- Challenges -
A - Translate this sentence from the NumPy mailing-list post into Spanish: "Our thinking on how to evolve the NumPy API is fairly muddled."
B - Retype the stretch of the NumPy mailing-list post from "These are all" through "is broken. (E.g.".

=== Document excerpt ===

[Numpy-discussion] defining a NumPy API standard?

Sat Jun 1 18:34:38 EDT 2019

On Sat, Jun 1, 2019 at 1:05 PM Ralf Gommers <ralf.gommers at gmail.com> wrote:
> I think this is potentially useful, but *far* more prescriptive and detailed than I had in mind. Both you and Nathaniel seem to have not understood what I mean by "out of scope", so I think that's my fault in not being explicit enough. I *do not* want to prescribe behavior. Instead, a simple yes/no for each function in numpy and method on ndarray.

So yes/no are the answers. But what's the question?

"If we were redesigning numpy in a fantasy world without external
constraints or compatibility issues, would we include this function?"
"Is this function well designed?"
"Do we think that supporting this function is necessary to achieve
practical duck-array compatibility?"
"If someone implements this function, should we give them a 'numpy
core compliant!' logo to put on their website?"
"Do we recommend that people use this function in new code?"
"If we were trying to design a minimal set of primitives and implement
the rest of numpy in terms of them, then is this function a good
candidate for a primitive?"

These are all really different things, and useful for solving
different problems... I feel like you might be lumping them together
some?

Also, I'm guessing there are a bunch of functions where you think part
of the interface is fine and part of the interface is broken. (E.g.
dot's behavior on high-dimensional arrays.) Do you think this "one
bool per function" structure will be fine-grained enough for what you
want to do?

> Two other thoughts:
> 1. NumPy is not done. Our thinking on how to evolve the NumPy API is fairly muddled. When new functions are proposed, it's decided on on a case-by-case basis, usually without a guiding principle. We need to improve that. A "core of NumPy" list could be a part of that puzzle.

I think we do have some rough consensus principles on what's in scope
and what isn't in scope for numpy, but yeah, articulating them more
clearly could be useful. Stuff like "output types and shape should be
predictable from input types and shape", "numpy's core
responsibilities are the array/dtype/ufunc interfaces, and providing a
lingua franca for python numerical libraries to interoperate" (and
therefore: "if it can live outside numpy it probably should"), etc.

=== Information shown ===

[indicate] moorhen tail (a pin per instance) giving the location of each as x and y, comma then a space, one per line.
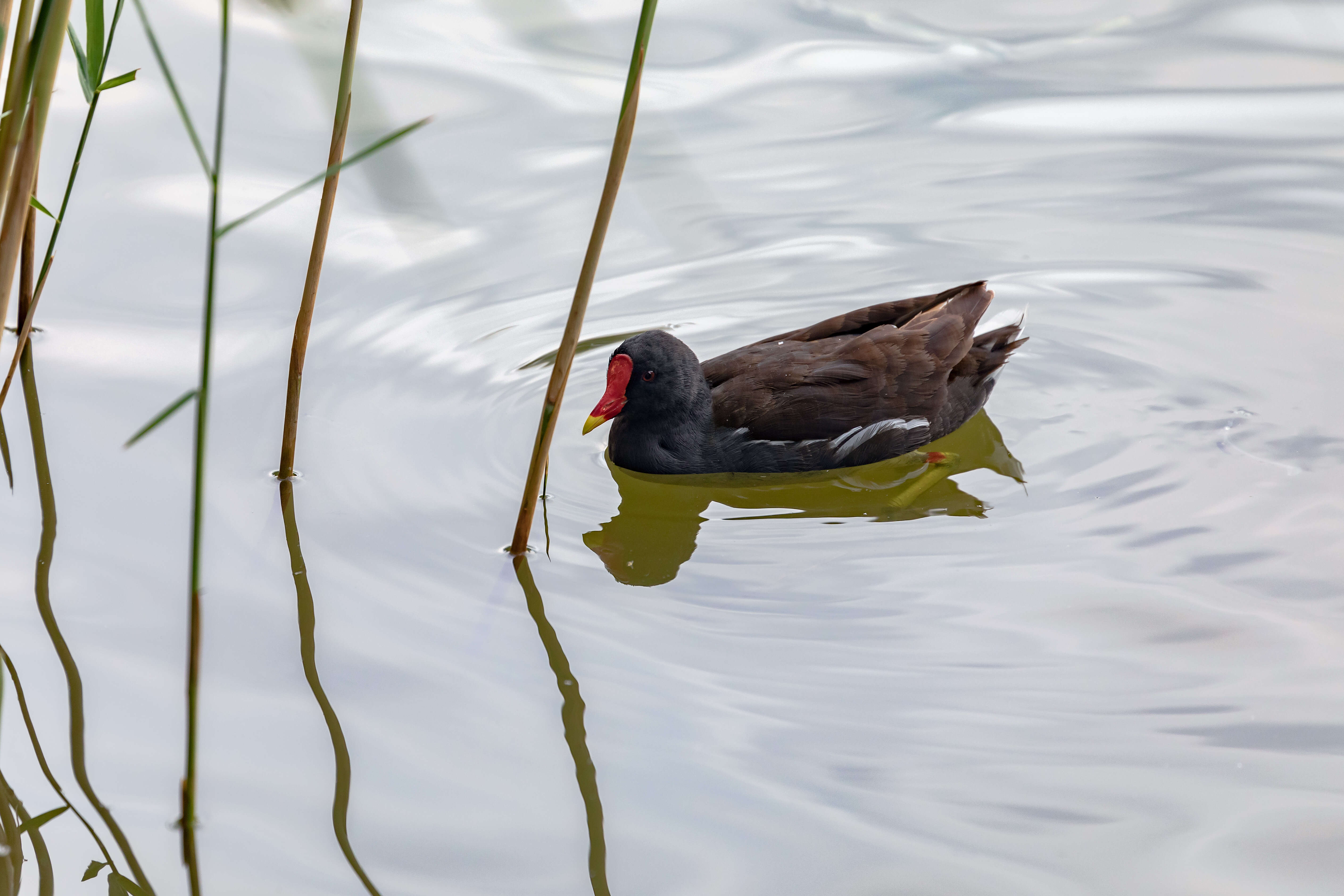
853, 390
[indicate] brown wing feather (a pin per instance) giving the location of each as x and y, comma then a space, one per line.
823, 381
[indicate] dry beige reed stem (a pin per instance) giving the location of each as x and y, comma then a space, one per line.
307, 306
573, 327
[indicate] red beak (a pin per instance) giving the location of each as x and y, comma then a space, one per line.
618, 378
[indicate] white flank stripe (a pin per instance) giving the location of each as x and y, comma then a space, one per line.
846, 444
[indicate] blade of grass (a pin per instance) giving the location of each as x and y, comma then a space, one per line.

===

- Expected responses -
A - Nuestra forma de pensar sobre cómo hacer evolucionar la API de NumPy es bastante confusa.

B -
These are all really different things, and useful for solving
different problems... I feel like you might be lumping them together
some?

Also, I'm guessing there are a bunch of functions where you think part
of the interface is fine and part of the interface is broken. (E.g.